**Aim of the task:**
Output all of the records exactly as written.

[A run of records]
▶
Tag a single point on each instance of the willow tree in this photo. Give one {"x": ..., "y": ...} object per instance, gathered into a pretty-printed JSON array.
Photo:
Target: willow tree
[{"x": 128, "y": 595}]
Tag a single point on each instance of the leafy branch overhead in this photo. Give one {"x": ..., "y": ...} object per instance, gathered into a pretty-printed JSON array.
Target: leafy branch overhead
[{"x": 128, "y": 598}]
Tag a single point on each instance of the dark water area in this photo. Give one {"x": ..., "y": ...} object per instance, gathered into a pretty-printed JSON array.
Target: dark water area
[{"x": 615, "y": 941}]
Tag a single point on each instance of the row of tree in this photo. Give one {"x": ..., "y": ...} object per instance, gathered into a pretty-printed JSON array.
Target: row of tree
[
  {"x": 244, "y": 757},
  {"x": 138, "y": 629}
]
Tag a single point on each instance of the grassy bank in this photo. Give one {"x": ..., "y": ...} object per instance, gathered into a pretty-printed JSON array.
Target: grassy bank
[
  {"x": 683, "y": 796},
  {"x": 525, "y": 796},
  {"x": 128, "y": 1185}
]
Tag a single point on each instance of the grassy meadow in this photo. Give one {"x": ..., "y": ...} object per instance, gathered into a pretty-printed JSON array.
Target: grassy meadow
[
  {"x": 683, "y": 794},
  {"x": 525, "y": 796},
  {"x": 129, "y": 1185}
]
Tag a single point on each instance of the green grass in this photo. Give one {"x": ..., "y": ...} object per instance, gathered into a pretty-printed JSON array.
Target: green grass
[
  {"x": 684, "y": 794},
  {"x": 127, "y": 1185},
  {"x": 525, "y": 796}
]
◀
**Output below:**
Tag a single point on each instance of the willow tree in this photo. Give one {"x": ..., "y": ...} object per instance, gathered into a pretty-printed JSON array.
Photo:
Target: willow tree
[{"x": 128, "y": 595}]
Tag a single point on each instance of the leafy branch overhead in this photo. Give one {"x": ..., "y": ...} object per instance, gathered into a pretty-printed JSON array.
Target: leafy branch overhead
[{"x": 128, "y": 598}]
Tag a single point on each instance of the dark water area in this photo. Give one {"x": ..., "y": ...} object per instance, gathered into a pretty-printed JSON array.
Target: dark water area
[{"x": 615, "y": 941}]
Tag a single point on each instance of the row of tree in this photo. Give one {"x": ..., "y": ...} object per instance, gathered into a pretty-printed JSON array.
Target: row of tree
[
  {"x": 244, "y": 757},
  {"x": 138, "y": 629}
]
Tag a single point on each instance of the grassy bank in this photo. Give one {"x": ..., "y": ...} object per instance, gathered into a pretty-printed JSON array.
Target: grassy bank
[
  {"x": 683, "y": 796},
  {"x": 525, "y": 796},
  {"x": 128, "y": 1185}
]
Tag a single point on each instance of the grassy meadow in this photo. Give one {"x": ..., "y": ...} object per instance, gathered into a pretty-printed JSON array.
Target: grassy meadow
[
  {"x": 683, "y": 794},
  {"x": 525, "y": 796},
  {"x": 129, "y": 1185}
]
Tag a single point on each instance of the green grass in this photo. Give one {"x": ..., "y": ...} object per instance, gathered into a pretty-printed JSON array.
Target: green grass
[
  {"x": 684, "y": 794},
  {"x": 127, "y": 1185},
  {"x": 525, "y": 796}
]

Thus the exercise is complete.